Exercise
Please repeat all of the listing exactly.

=-=-=

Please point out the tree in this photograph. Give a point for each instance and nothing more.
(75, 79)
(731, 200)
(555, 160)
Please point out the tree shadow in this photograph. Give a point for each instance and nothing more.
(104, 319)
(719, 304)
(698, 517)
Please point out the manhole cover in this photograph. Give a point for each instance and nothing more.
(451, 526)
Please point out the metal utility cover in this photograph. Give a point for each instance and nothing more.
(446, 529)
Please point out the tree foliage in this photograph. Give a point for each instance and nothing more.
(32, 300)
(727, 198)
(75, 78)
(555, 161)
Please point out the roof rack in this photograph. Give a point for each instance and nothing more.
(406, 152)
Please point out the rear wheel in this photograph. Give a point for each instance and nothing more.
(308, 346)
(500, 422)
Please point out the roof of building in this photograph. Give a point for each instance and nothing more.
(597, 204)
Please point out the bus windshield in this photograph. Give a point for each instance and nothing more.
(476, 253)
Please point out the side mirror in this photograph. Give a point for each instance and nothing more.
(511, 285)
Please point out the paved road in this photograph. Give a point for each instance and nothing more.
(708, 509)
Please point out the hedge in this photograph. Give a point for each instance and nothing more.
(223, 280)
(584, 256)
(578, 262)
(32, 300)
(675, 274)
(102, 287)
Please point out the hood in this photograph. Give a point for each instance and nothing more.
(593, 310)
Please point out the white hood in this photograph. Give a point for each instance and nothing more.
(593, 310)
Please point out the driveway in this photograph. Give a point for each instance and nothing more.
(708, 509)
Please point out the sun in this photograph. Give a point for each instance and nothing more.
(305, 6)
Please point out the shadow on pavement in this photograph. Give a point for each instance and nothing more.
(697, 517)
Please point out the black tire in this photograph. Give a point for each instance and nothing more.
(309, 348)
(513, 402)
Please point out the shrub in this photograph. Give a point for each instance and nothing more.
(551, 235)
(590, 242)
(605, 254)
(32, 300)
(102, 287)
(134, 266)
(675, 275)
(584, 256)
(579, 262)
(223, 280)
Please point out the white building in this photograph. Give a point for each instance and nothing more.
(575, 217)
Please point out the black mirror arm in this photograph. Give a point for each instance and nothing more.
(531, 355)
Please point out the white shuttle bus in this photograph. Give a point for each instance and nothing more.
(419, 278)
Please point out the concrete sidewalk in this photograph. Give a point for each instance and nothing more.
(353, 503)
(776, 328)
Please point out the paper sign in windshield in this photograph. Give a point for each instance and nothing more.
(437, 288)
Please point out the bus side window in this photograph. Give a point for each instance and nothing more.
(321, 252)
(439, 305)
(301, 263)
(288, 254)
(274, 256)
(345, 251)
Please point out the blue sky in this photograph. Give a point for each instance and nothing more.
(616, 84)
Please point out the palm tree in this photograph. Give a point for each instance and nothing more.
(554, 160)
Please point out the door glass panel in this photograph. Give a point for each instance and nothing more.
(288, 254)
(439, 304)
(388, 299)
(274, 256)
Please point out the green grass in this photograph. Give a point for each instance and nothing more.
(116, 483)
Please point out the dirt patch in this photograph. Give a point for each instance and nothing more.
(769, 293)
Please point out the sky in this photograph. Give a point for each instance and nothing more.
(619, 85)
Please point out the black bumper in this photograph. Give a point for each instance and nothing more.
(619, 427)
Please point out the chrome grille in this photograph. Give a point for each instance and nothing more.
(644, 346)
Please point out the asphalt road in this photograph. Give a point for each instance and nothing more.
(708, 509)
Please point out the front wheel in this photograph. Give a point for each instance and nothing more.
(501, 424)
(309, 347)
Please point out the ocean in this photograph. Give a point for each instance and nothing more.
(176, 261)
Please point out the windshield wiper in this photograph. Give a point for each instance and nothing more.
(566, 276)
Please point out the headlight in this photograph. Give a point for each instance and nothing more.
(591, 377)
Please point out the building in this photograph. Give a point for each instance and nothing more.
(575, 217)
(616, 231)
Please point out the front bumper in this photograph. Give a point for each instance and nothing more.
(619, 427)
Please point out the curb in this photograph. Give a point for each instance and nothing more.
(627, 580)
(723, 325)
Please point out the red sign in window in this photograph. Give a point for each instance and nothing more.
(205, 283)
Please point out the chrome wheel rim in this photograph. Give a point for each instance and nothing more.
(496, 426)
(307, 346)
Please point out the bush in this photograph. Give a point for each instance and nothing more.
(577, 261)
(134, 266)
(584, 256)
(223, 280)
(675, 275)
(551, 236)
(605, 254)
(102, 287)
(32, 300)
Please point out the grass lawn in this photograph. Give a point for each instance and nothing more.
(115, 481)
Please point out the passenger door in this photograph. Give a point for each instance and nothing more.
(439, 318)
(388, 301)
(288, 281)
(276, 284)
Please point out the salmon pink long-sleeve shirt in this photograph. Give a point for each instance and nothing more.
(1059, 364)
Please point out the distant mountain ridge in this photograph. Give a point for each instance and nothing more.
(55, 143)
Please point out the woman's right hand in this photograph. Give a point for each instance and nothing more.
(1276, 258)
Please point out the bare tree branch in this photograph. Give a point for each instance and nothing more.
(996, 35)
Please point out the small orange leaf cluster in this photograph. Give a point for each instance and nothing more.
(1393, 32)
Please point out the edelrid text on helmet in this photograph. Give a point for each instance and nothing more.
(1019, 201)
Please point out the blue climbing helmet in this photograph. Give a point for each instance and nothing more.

=-=-=

Exercise result
Please point out the tree in this photograph. Give a point for each instance and nothing more.
(75, 79)
(731, 200)
(555, 160)
Please point out the tree shadow in this photograph. Give a point for each instance and nothing more.
(104, 319)
(719, 304)
(698, 517)
Please point out the manhole cover in this photograph. Give a point for each instance and nothing more.
(451, 526)
Please point out the metal utility cover in this photograph. Give a point for each instance and nothing more.
(446, 529)
Please point out the tree foliage in this photograph. Give a point for each instance and nothing more.
(32, 300)
(727, 198)
(75, 78)
(555, 161)
Please point out the roof rack in this photograph. Give a point for each instance and nothing more.
(406, 152)
Please point out the rear wheel in this photograph. Give a point for each instance and nothing more.
(308, 346)
(500, 422)
Please point out the roof of building in this photograph. Give a point for each instance and nothing more.
(597, 204)
Please point out the bus windshield in this photograph. Give a point for each instance and nothing more.
(476, 253)
Please point out the side mirror in this photograph. Give a point for each instance and nothing more.
(511, 285)
Please point out the paved road in this photograph. Give a point for each instance and nothing more.
(708, 509)
Please point out the hedge in this photograph. Give a point for each instance and nothing more.
(223, 280)
(584, 256)
(578, 262)
(32, 300)
(675, 274)
(102, 287)
Please point out the hood in this photograph. Give a point for each instance and nothing more.
(593, 310)
Please point out the white hood in this photograph. Give a point for each instance and nothing more.
(593, 310)
Please point out the driveway in this photograph. Give a point for each instance and nothing more.
(708, 509)
Please point out the sun in this photograph. Give a point for each instance and nothing more.
(305, 6)
Please point out the shadow on pavement in this photograph. Give a point for each instance and nothing more.
(697, 517)
Please point out the black tire in this photograph. Give a point for each instance and nothing more.
(309, 348)
(513, 402)
Please point out the shrub in this photograph. Give a point for each instance and nothing more.
(551, 235)
(590, 242)
(605, 254)
(32, 300)
(102, 287)
(134, 266)
(675, 275)
(584, 256)
(579, 262)
(223, 280)
Please point out the white building in this photograph. Give a point for each instance and nothing more.
(575, 217)
Please point out the black mirror arm in this photograph. Give a point for each instance and nothing more.
(531, 355)
Please point out the white shuttle bus in this photograph. Give a point for each instance and nothing more.
(419, 278)
Please point out the concrete sidewalk in this photograph. Give a point for each instance and nothing more.
(353, 503)
(776, 328)
Please point out the paper sign in windshield in this photograph. Give a point for each instance and nothing more.
(437, 288)
Please point out the bus side window in this photograph. Give a point for each instance and nothing more.
(321, 252)
(439, 305)
(301, 263)
(288, 254)
(274, 256)
(345, 251)
Please point out the blue sky in this photograph. Give a point for each instance and nothing more.
(616, 84)
Please point out the palm tree in this photograph. Give a point for each instance and nothing more.
(554, 160)
Please point out the door glass panel in this photograph. Give a point for each instance and nothing more.
(288, 254)
(439, 304)
(388, 299)
(274, 256)
Please point out the green grass in this photograph. Give a point for each instance and nothing more.
(116, 483)
Please point out the dirt patch in this photograph. Give a point for each instance and nothing more.
(769, 293)
Please point out the sky in this photograph. Give a point for each instance and nothing more.
(619, 85)
Please point out the black bumper in this photograph. Give a point for each instance and nothing more.
(619, 427)
Please point out the chrome grille in this photograph. Give a point for each instance and nothing more.
(644, 346)
Please point out the asphalt road in this photograph. Give a point for each instance and nothing more.
(708, 509)
Please point out the front wheel in this photograph. Give a point for each instance and nothing more.
(501, 424)
(309, 347)
Please point out the ocean in this photograph. Give a point for each instance and nothing more.
(176, 261)
Please point out the windshield wiper in this photograph. Give a point for each instance and nothing more.
(566, 276)
Please point out the headlight in this photograph. Give a point for each instance and nothing more.
(591, 377)
Please point out the building in this photograph. Give a point for each instance and nothing more.
(575, 217)
(616, 231)
Please point out the front bumper in this photograph. Give a point for each instance and nothing more.
(619, 427)
Please point out the curb in this photograph. Give a point for each instance and nothing more.
(627, 580)
(723, 325)
Please point out the red sign in window in this photograph. Give a point for each instance and nothing more.
(205, 283)
Please point out the chrome wheel rim in this photograph. Give a point for each instance and nothing more.
(496, 426)
(307, 346)
Please point out the bush in this photograph. Give a point for each instance and nothing more.
(577, 261)
(134, 266)
(584, 256)
(223, 280)
(675, 275)
(551, 236)
(605, 254)
(102, 287)
(32, 300)
Please point out the grass lawn in this photograph. Give a point for each instance and nothing more.
(115, 481)
Please point out the passenger door in this photograph. Give a point for each instance and nothing more.
(439, 318)
(388, 301)
(288, 281)
(276, 284)
Please point out the salmon pink long-sleeve shirt in this photograph. Give a point for each instance and nothing more.
(1059, 364)
Please point out the distant mountain ridge in this photograph. Give a point for each instance and nothing more.
(55, 143)
Please point out the woman's right hand in this photograph. Give a point for each instance and nothing more.
(1276, 258)
Please point out the bare tree branch in this photograph. Give a point for each instance and nothing more.
(996, 35)
Please point out the small orange leaf cluster in this photograph. Give a point for each instance and nothing more.
(1393, 32)
Please point out the edelrid text on helmet in this photograph. Give a point for each instance and nothing more.
(1019, 201)
Please point out the blue climbing helmet in this photograph. Give a point for each instance and nothing more.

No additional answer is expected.